Task to carry out -
Rewrite the listing below as a numbered list, one item per line, and leave out any blank lines.
+++ Provided entries
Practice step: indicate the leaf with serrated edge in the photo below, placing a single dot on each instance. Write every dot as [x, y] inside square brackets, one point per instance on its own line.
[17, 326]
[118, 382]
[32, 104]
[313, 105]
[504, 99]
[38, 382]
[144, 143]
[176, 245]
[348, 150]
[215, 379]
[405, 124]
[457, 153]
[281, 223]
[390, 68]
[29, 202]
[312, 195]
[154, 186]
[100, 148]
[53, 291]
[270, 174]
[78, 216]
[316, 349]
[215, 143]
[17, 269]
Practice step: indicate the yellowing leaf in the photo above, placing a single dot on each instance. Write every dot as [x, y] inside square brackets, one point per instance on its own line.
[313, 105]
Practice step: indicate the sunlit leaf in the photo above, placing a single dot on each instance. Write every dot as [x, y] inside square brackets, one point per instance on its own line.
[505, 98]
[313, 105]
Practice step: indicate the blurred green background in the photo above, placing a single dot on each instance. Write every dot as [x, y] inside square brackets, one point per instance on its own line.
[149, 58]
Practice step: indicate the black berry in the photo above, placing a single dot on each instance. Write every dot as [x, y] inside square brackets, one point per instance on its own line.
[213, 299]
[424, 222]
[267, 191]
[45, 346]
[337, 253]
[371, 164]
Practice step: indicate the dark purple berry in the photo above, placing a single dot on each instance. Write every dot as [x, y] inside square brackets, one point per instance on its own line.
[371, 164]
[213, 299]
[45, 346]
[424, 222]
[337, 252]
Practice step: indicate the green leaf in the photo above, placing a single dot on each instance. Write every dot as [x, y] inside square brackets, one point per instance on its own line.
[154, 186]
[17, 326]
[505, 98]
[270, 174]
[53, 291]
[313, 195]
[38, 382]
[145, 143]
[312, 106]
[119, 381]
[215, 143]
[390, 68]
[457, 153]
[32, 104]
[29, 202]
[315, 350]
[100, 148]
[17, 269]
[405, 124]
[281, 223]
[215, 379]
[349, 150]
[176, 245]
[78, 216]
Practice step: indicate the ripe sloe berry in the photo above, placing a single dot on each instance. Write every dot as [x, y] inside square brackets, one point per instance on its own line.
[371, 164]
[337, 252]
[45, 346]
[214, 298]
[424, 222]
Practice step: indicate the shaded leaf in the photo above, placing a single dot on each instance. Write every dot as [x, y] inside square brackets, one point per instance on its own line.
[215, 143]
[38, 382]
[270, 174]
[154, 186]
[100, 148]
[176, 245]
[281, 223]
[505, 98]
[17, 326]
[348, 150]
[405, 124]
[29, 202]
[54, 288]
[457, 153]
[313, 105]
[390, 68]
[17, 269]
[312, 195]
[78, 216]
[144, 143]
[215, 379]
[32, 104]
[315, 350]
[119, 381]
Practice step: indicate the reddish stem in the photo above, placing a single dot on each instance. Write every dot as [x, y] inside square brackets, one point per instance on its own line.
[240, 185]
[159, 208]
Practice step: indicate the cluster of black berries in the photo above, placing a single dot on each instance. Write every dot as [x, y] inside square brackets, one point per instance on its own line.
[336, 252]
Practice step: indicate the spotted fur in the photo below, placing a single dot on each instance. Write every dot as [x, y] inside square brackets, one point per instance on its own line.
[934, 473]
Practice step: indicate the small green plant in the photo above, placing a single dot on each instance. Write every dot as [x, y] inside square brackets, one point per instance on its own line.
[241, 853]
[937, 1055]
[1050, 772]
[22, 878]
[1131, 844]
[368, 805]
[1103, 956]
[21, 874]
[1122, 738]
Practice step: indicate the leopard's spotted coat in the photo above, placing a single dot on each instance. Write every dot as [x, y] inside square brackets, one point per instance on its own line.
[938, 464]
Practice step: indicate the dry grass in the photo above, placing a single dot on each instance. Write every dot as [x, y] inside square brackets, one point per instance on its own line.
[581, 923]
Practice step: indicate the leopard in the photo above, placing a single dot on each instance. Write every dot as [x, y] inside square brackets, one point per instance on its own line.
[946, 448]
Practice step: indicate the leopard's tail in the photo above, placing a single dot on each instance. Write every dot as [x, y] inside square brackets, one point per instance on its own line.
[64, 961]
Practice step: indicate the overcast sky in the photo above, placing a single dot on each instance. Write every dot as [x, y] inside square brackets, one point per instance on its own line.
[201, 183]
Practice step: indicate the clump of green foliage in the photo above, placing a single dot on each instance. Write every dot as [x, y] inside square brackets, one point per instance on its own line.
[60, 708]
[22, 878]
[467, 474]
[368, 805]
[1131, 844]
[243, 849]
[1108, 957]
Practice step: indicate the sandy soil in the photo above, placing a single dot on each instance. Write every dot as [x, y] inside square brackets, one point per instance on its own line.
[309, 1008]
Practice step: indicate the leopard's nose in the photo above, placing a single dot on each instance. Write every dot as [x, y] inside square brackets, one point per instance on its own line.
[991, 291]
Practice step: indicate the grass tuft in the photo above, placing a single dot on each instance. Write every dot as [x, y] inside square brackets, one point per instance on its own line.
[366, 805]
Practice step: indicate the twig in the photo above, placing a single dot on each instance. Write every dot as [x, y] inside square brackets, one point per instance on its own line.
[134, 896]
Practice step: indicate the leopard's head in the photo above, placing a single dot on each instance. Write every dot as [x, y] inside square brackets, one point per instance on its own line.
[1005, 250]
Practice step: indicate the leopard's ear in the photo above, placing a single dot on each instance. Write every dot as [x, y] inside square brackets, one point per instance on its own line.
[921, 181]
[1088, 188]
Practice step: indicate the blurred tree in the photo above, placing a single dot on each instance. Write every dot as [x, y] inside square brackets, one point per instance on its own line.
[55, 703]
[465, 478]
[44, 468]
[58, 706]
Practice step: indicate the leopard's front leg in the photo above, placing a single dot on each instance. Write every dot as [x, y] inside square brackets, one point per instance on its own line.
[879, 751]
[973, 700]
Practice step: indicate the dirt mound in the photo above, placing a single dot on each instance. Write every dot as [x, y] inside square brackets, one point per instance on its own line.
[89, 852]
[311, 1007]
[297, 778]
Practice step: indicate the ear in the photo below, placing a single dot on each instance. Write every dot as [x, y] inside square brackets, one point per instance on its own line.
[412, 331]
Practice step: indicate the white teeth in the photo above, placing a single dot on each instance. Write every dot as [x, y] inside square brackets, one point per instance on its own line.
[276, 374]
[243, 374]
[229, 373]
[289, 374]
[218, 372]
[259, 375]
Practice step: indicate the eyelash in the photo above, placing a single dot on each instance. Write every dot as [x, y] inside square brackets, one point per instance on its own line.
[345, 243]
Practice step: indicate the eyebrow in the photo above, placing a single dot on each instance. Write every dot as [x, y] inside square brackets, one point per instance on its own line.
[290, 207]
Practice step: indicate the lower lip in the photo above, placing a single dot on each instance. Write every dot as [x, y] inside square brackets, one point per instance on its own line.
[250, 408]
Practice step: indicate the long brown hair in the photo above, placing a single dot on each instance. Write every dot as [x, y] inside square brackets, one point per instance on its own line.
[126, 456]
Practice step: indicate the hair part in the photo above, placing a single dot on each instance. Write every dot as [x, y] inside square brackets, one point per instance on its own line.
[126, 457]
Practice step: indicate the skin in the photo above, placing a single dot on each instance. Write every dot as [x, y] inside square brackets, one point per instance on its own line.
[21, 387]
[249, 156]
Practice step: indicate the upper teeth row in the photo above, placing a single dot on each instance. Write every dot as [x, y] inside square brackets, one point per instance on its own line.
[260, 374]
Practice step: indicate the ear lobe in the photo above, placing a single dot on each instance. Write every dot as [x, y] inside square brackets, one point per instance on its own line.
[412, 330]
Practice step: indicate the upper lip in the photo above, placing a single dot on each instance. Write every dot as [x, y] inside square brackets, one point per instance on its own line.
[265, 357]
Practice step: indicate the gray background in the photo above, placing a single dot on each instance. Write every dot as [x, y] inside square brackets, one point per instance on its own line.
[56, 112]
++++++
Correct result -
1. Practice step: indicate the leaf with serrated edge in the photo below, placing a single dot on each instance. Write every dot as [x, y] inside square brackets, one point per instance on its own line.
2. [17, 326]
3. [118, 382]
4. [32, 104]
5. [313, 105]
6. [504, 99]
7. [38, 382]
8. [144, 143]
9. [176, 245]
10. [348, 150]
11. [215, 379]
12. [405, 124]
13. [457, 153]
14. [281, 223]
15. [390, 68]
16. [29, 202]
17. [312, 195]
18. [154, 186]
19. [100, 148]
20. [53, 291]
21. [270, 174]
22. [78, 216]
23. [316, 349]
24. [215, 143]
25. [17, 269]
26. Practice step: indicate the yellowing leaf in the photo above, placing a single dot on each instance. Write every dot as [x, y] inside square brackets, one point per instance on its own line.
27. [313, 105]
28. Practice step: indicate the sunlit leaf in the photo above, placing a single dot on each instance. Write every dot as [x, y] inside square brackets, one point per instance on its own line.
29. [505, 98]
30. [313, 105]
31. Practice step: indicate the blurred green background in the photo above, placing a single dot on each instance. Write every dot as [x, y] inside square brackets, one point per instance on its own line.
32. [149, 58]
33. Practice step: indicate the black berry in the photo above, placing a single dot on each instance. Write every dot as [x, y] inside square brackets, one point per instance on its own line.
34. [213, 299]
35. [424, 222]
36. [267, 191]
37. [45, 346]
38. [337, 253]
39. [371, 164]
40. Practice step: indicate the dark purple berry in the photo above, placing a single dot on each instance. Write every dot as [x, y] inside square brackets, one point per instance on its own line.
41. [371, 164]
42. [213, 299]
43. [45, 346]
44. [424, 222]
45. [337, 252]
46. Practice step: indicate the green leaf in the photo above, placing a single dot on each instance. Write every dot as [x, y] inside square brackets, one point per instance on its own line.
47. [154, 186]
48. [17, 326]
49. [505, 98]
50. [270, 174]
51. [53, 291]
52. [313, 195]
53. [38, 382]
54. [145, 143]
55. [312, 106]
56. [119, 381]
57. [215, 143]
58. [390, 68]
59. [457, 153]
60. [32, 104]
61. [29, 202]
62. [315, 350]
63. [100, 148]
64. [17, 269]
65. [405, 124]
66. [281, 223]
67. [215, 379]
68. [349, 150]
69. [176, 245]
70. [78, 216]
71. Practice step: indicate the ripe sloe berry in the photo above, placing a single dot on each instance. Write every dot as [x, y] inside square brackets, one point per instance on its own line.
72. [371, 164]
73. [337, 252]
74. [45, 346]
75. [214, 298]
76. [424, 222]
77. Practice step: indicate the shaded leaf in the photo above, placing a single dot on each instance. Write every dot as [x, y] inside square brackets, one point per instance on its own line.
78. [215, 143]
79. [38, 382]
80. [270, 174]
81. [154, 186]
82. [100, 148]
83. [176, 245]
84. [281, 223]
85. [505, 98]
86. [17, 326]
87. [348, 150]
88. [405, 124]
89. [29, 202]
90. [54, 288]
91. [457, 153]
92. [313, 105]
93. [390, 68]
94. [17, 269]
95. [312, 195]
96. [78, 216]
97. [144, 143]
98. [215, 379]
99. [32, 104]
100. [315, 350]
101. [119, 381]
102. Practice step: indicate the reddish stem in the photo above, placing a single dot on each instance. Write every dot as [x, y] inside square brackets, one point per instance on its own line.
103. [240, 185]
104. [159, 208]
105. Practice step: indicate the cluster of black berries in the photo above, placing a single dot on each instance. Write every dot as [x, y] inside square brackets, one point per instance on its own line.
106. [336, 252]
107. Practice step: indicate the spotted fur in the photo below, placing a single dot on each instance. Write every dot as [x, y] inside square brackets, one point per instance on its own line.
108. [934, 473]
109. Practice step: indicate the small green plant in the photo above, placing a single dot on each instance. Write every dot as [x, y] inside square brackets, one point per instance on its own line.
110. [241, 853]
111. [937, 1055]
112. [1050, 772]
113. [22, 878]
114. [1131, 844]
115. [368, 805]
116. [1103, 956]
117. [21, 874]
118. [1122, 738]
119. Practice step: indicate the leopard's spotted coat in the photo above, placing a single dot on each instance. Write every dot as [x, y] inside square brackets, one point per instance on its own line.
120. [938, 464]
121. Practice step: indicate the dry grass in the photo above, placing a single dot on each instance. Write every dot as [x, y] inside square brackets, one point per instance on its own line.
122. [581, 923]
123. Practice step: indicate the leopard in the photo above, placing a single dot on each instance. Write every dot as [x, y] inside square brackets, one point per instance on its own line.
124. [946, 448]
125. Practice step: indicate the leopard's tail in the photo above, placing a single dot on each instance. Write every dot as [x, y] inside square brackets, one point per instance on its own line.
126. [64, 961]
127. Practice step: indicate the overcast sky in the photo above, placing a single dot on each instance. Write every dot as [x, y] inside square brackets, one point per instance on its own line.
128. [201, 183]
129. Practice step: indicate the clump of green foliage in the photo above, placing a single dot on each instance. Write every dot as [x, y] inside square brackets, one point per instance on its own line.
130. [60, 708]
131. [22, 878]
132. [467, 474]
133. [368, 805]
134. [1131, 844]
135. [243, 849]
136. [1108, 957]
137. Practice step: indicate the sandy soil in the photo above, placing a single dot on each instance. Write every dot as [x, y] inside square brackets, one point per instance on its own line.
138. [309, 1008]
139. Practice step: indicate the leopard's nose in the photo above, placing a single dot on each instance. Write every dot as [x, y] inside square brackets, one point per instance on its own line.
140. [991, 291]
141. Practice step: indicate the grass tuft in the photo above, placing a single dot on each instance. Write every dot as [x, y] inside square brackets, one point per instance on its own line.
142. [366, 805]
143. Practice step: indicate the twig in the photo above, placing a single dot on each instance. Write every dot as [x, y] inside square brackets, one point per instance on its own line.
144. [134, 896]
145. Practice step: indicate the leopard's head in the photo above, placing a single dot on each instance. Write every dot as [x, y] inside square brackets, one point per instance on its own line.
146. [1005, 250]
147. Practice step: indicate the leopard's ear in the photo above, placing a single dot on each instance. Write every dot as [x, y] inside square brackets, one point per instance on its own line.
148. [921, 181]
149. [1088, 188]
150. Practice step: indicate the blurred tree in the photo above, placing a single dot on each instance. Write every dot as [x, y] inside square brackets, one point per instance on its own line.
151. [55, 703]
152. [465, 478]
153. [44, 468]
154. [58, 706]
155. Practice step: indicate the leopard's front leg in the photo above, placing a single dot on each instance. Write every dot as [x, y] inside square brackets, one point per instance on its own line.
156. [879, 751]
157. [973, 700]
158. Practice step: indicate the dirt mound in the photo above, placing a single dot on each instance. Write every dot as [x, y] inside square brackets, one point per instance on its own line.
159. [89, 852]
160. [311, 1007]
161. [297, 778]
162. Practice step: indicate the ear in the photo below, placing a single dot on each instance. Write every dot as [x, y] inside square brackets, one point per instance on its own line.
163. [412, 331]
164. Practice step: indicate the white teeth in the photo above, placing a single dot on each instance. Write every dot as [x, y] inside square brackets, one point per instance on its own line.
165. [276, 374]
166. [243, 374]
167. [229, 373]
168. [289, 374]
169. [218, 372]
170. [259, 375]
171. Practice step: indicate the eyelash in the photo above, placing a single dot on each instance. Write every dot as [x, y] inside square brackets, one point per instance on its own line.
172. [345, 243]
173. Practice step: indicate the eyebrow in the photo above, placing a single dot on each instance. Write every dot as [x, y] inside square brackets, one point per instance on its own line.
174. [290, 207]
175. Practice step: indicate the lower lip in the photo above, placing a single dot on each instance. Write every dot as [x, y] inside square brackets, one point per instance on its own line.
176. [250, 408]
177. Practice step: indicate the long brown hair in the photo above, placing a single dot on each instance. Write every dot as [x, y] inside square brackets, one point per instance on its own line.
178. [126, 456]
179. Practice step: indicate the hair part in the photo above, placing a single dot on each instance. Write every dot as [x, y] inside square brackets, one point per instance on its own line.
180. [126, 457]
181. Practice step: indicate the skin in the photo above, placing a single dot on each instance. Write every dot as [x, y] inside square brackets, one point per instance on its own line.
182. [21, 387]
183. [249, 156]
184. Practice step: indicate the upper teeth row in the photo above, placing a single dot on each instance. Write every dot as [x, y] inside square brackets, one point per instance on its own line.
185. [260, 374]
186. Practice step: indicate the ear lobe in the photo above, placing a single dot on each instance. Write every dot as [x, y] inside square brackets, one point per instance on its own line.
187. [412, 330]
188. Practice step: indicate the upper lip in the photo above, placing a single dot on each instance. Write every dot as [x, y] inside square brackets, one point per instance on its own line.
189. [265, 357]
190. Practice step: indicate the gray background in the photo above, placing a single dot on each instance. Write every dot as [x, y] inside square brackets, one point per instance on its own line.
191. [56, 112]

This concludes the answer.